# Study questions:
1) Output the section of the trail description that starts at the words "This may be" and ends after "the trail-building effort.".
2) Turn the paragraph of the trail description that opens "Finally, as you leave the overlook" into a short bulleted list that keeps its main facts.
3) Pick up the trail description after its final sentence and keep writing.

# Exercise text:
• • • • •

I think Beaver Creek is a great spot to take a break. Walk a few steps off the trail and enjoy the little water cascade here.
After your break, get ready for a tough climb. You’re about to climb about 500+ feet in the next 0.7 miles. The trail climbs up a steep canyon, then around the side to Clear Creek Canyon.
At the top, the trees open up and there’s a nice rocky outcropping with a view. Look closely and you may even get a glimpse of Clear Creek and Highway 6 below.
When you’ve caught your breath, it’s time for more elevation gain. The trail switchbacks and keeps climbing for the next 0.8 miles to an elevation of 7,800+ feet at a second overlook. This overlook is at the 5.5 mile (accurate) signs.
This may be one of the best overlooks along the trail. There are lots of rocks and the views are incredible all around you. This is a great spot to explore, climb the rocks and take photos.
Finally, as you leave the overlook and continue on the trail, you get a break! After 1,200 feet of elevation gain, you finally get a chance to start downhill. The trail drops about 350 feet over the next half mile to the Gudy Gaskill Loop Trail. Gudy Gaskill was the first female president of the Colorado Mountain Club in 1977. Many consider her the person who not only made sure the Colorado Trail was built, she also recruited the volunteers and led the trail-building effort.
Now you have two options -- take the Gudy Gaskill Loop 2.5 miles or stay on the main Beaver Brook Trail 0.75 miles to the next trail split. Signs here tell hikers there’s a Clear Creek Overlook on the loop there. There is, and it’s nice, but not as nice as that last overlook at the 5.5 mile sign. While I have hiked the loop, and the overlook is a nice spot for lunch and a break, on this hike, we decided to stay on the main trail.
Finally, the trail became a lot easier. The ups and downs were smaller. We were hiking through the forest, with occasional meadows and scenic views. It was a pleasant section without all the hard work of the first few miles.
As you get about 2.5 miles from the end, the trail winds in and out of several canyons. Some have small water crossings, but most are dry. At a spot about 6.5 miles in, you will have to cross the water on some downed trees or walk through the water. This is actually one of my favorite spots because there’s a small waterfall/cascade here.

• • • • •

# Data provided:
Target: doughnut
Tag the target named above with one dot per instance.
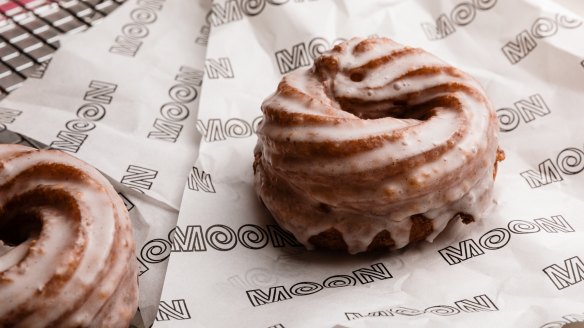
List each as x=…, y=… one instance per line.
x=376, y=146
x=66, y=244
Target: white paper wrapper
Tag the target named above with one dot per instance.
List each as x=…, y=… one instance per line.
x=123, y=97
x=520, y=266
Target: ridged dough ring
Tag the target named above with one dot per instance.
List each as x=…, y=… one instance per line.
x=66, y=245
x=376, y=146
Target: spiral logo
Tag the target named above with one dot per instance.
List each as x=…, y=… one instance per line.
x=521, y=227
x=237, y=128
x=495, y=239
x=91, y=111
x=143, y=15
x=174, y=111
x=183, y=93
x=571, y=161
x=155, y=251
x=80, y=125
x=442, y=310
x=252, y=236
x=317, y=47
x=305, y=288
x=463, y=13
x=339, y=281
x=135, y=30
x=221, y=237
x=508, y=119
x=485, y=4
x=260, y=277
x=544, y=27
x=405, y=311
x=567, y=22
x=253, y=7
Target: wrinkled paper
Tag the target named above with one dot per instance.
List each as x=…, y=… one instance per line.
x=123, y=97
x=522, y=265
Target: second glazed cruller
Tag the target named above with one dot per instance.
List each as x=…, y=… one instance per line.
x=376, y=146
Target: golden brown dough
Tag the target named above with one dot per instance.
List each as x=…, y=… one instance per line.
x=376, y=146
x=66, y=245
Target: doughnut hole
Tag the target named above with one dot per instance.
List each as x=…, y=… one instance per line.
x=16, y=227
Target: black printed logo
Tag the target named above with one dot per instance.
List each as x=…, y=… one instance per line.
x=219, y=68
x=302, y=54
x=130, y=39
x=182, y=94
x=259, y=297
x=479, y=303
x=234, y=10
x=569, y=161
x=218, y=130
x=127, y=203
x=569, y=318
x=571, y=273
x=525, y=110
x=176, y=310
x=139, y=178
x=526, y=40
x=463, y=14
x=200, y=181
x=498, y=238
x=99, y=94
x=220, y=237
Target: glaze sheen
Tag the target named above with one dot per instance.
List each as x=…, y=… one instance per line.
x=66, y=245
x=374, y=137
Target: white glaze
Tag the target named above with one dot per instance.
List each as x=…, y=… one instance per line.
x=459, y=181
x=104, y=237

• • • • •

# Per-task outputs:
1)
This may be one of the best overlooks along the trail. There are lots of rocks and the views are incredible all around you. This is a great spot to explore, climb the rocks and take photos.
Finally, as you leave the overlook and continue on the trail, you get a break! After 1,200 feet of elevation gain, you finally get a chance to start downhill. The trail drops about 350 feet over the next half mile to the Gudy Gaskill Loop Trail. Gudy Gaskill was the first female president of the Colorado Mountain Club in 1977. Many consider her the person who not only made sure the Colorado Trail was built, she also recruited the volunteers and led the trail-building effort.

2)
- After leaving the overlook and 1,200 feet of elevation gain, the trail finally heads downhill.
- It drops about 350 feet over the next half mile to the Gudy Gaskill Loop Trail.
- Gudy Gaskill was the first female president of the Colorado Mountain Club, in 1977.
- Many consider her the person who made sure the Colorado Trail was built. She also recruited the volunteers and led the trail-building effort.

3)
As you get closer to the Windy Saddle Trailhead, expect some rock scrambling. The trail can be a bit hard to follow at times through the rocks, but just look ahead to see the next section of trail, then go the best way. There are also two scree fields that you’ll have to cross. The scree fields aren’t tough, but when you’re tired, you have to watch your footing.
At 8.25 miles, we came to the last trail split with the Lookout Mountain Trail. From here, it’s just another quarter mile to your car at the Windy Saddle parking lot!
If you don’t have a shuttle vehicle, get the scoop on hiking a long loop from the west trailhead, a short loop using the Chavez Trail on the west side or the east trailhead starting at Lookout Mountain. Find more hikes in Golden and across the state in this article of 200+ hikes in Colorado. Don't miss any of my trip reports, sign up for an email alert by clicking on subscribe at the top of this page and follow me on Facebook.
Details: the hike from the Stapleton Drive/Chief Hosa/Genesee Park/Braille Nature Trail trailhead to Windy Saddle is about 8.5 miles with 2,000 feet of elevation gain with all the ups and downs.
Directions to Windy Saddle: From U.S. 6 in Golden, take 19th Street/Lookout Mountain Road west 3.4 miles to the Windy Saddle parking lot.
From the Windy Saddle parking lot, you’ll need to take another vehicle to the west trailhead. Turn right out of the Windy Saddle parking lot and follow Lookout Mountain Road about 4.3 miles to U.S. 40. Turn right and follow the road 1.2 to I-70. Take I-70 west to exit 253/Chief Hosa. At the off-ramp stop sign, turn right. Then take a quick right on Stapleton Drive, a bumpy dirt road. Take Stapleton Drive about one mile to the trailhead. There are about eight parking spots here.